** Opening Data supplied block **

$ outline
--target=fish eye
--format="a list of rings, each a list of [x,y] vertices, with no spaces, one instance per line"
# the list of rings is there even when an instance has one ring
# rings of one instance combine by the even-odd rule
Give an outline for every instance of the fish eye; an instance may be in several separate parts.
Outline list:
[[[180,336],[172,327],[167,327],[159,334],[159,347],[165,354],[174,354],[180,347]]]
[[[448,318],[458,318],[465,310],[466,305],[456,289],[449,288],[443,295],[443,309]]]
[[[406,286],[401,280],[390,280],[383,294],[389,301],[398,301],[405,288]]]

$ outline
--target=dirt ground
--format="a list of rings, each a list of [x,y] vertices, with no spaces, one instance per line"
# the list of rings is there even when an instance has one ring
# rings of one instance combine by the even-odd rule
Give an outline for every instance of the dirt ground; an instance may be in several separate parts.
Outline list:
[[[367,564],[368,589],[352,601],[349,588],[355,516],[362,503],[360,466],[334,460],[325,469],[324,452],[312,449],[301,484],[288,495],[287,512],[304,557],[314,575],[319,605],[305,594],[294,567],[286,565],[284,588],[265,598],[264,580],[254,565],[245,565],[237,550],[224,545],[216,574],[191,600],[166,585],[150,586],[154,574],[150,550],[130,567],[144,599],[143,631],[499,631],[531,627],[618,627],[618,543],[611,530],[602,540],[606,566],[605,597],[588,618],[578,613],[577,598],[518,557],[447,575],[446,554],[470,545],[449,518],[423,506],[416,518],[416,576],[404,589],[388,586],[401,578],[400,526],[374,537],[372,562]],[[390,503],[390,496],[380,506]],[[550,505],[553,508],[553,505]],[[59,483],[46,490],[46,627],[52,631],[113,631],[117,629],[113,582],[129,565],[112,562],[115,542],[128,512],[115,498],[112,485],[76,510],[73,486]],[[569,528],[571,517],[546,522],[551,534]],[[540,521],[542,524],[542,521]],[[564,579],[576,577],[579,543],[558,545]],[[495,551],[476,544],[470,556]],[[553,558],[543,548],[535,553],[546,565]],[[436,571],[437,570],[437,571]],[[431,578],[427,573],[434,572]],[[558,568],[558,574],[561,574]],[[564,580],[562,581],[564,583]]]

** Closing Data supplied block **

**Task item**.
Write the records out again. Each one must match exactly.

**Output**.
$ outline
--target=fish eye
--format="a list of rings, each a list of [x,y] vertices, with no spaces, one instance per line"
# the list of rings is there even when an instance has one ring
# rings of one instance combine by the even-odd rule
Give an outline for every instance of the fish eye; an instance may be in several separate parts.
Outline list:
[[[180,336],[172,327],[167,327],[159,334],[159,347],[165,354],[174,354],[180,347]]]
[[[448,318],[458,318],[465,310],[466,305],[456,289],[449,288],[443,295],[443,309]]]
[[[406,286],[401,280],[390,280],[383,294],[389,301],[398,301],[405,288]]]

$ outline
--target=dirt ground
--format="a list of rings, each a list of [x,y] vertices, with no spaces, one instance per line"
# the list of rings is there even when an instance has one ring
# rings of one instance combine by the even-odd rule
Give an outline for every instance of the dirt ground; an instance may be in several separate parts.
Outline list:
[[[367,564],[368,589],[352,601],[349,588],[355,516],[362,503],[360,466],[334,460],[325,469],[324,452],[312,449],[301,484],[288,495],[287,512],[304,557],[314,575],[319,605],[305,594],[294,567],[286,565],[284,588],[265,598],[264,580],[254,565],[245,565],[237,550],[224,545],[216,574],[191,600],[166,585],[150,586],[154,574],[150,550],[130,567],[144,599],[143,631],[499,631],[531,627],[618,627],[618,543],[611,530],[602,540],[606,566],[605,597],[588,618],[578,613],[577,598],[518,557],[447,575],[446,554],[470,545],[449,518],[423,506],[416,518],[416,576],[404,589],[388,586],[401,578],[400,526],[374,537],[372,562]],[[390,503],[390,496],[380,506]],[[550,505],[553,508],[553,505]],[[59,483],[46,490],[46,627],[52,631],[113,631],[117,629],[113,582],[129,565],[112,562],[115,542],[128,512],[115,498],[112,485],[76,510],[73,486]],[[569,528],[571,517],[546,522],[551,534]],[[540,521],[542,524],[542,521]],[[564,579],[576,577],[579,543],[558,545]],[[495,551],[476,544],[470,556]],[[553,558],[543,548],[535,553],[546,565]],[[436,571],[437,570],[437,571]],[[431,578],[427,573],[434,572]],[[558,568],[558,574],[561,574]],[[564,580],[562,581],[564,583]]]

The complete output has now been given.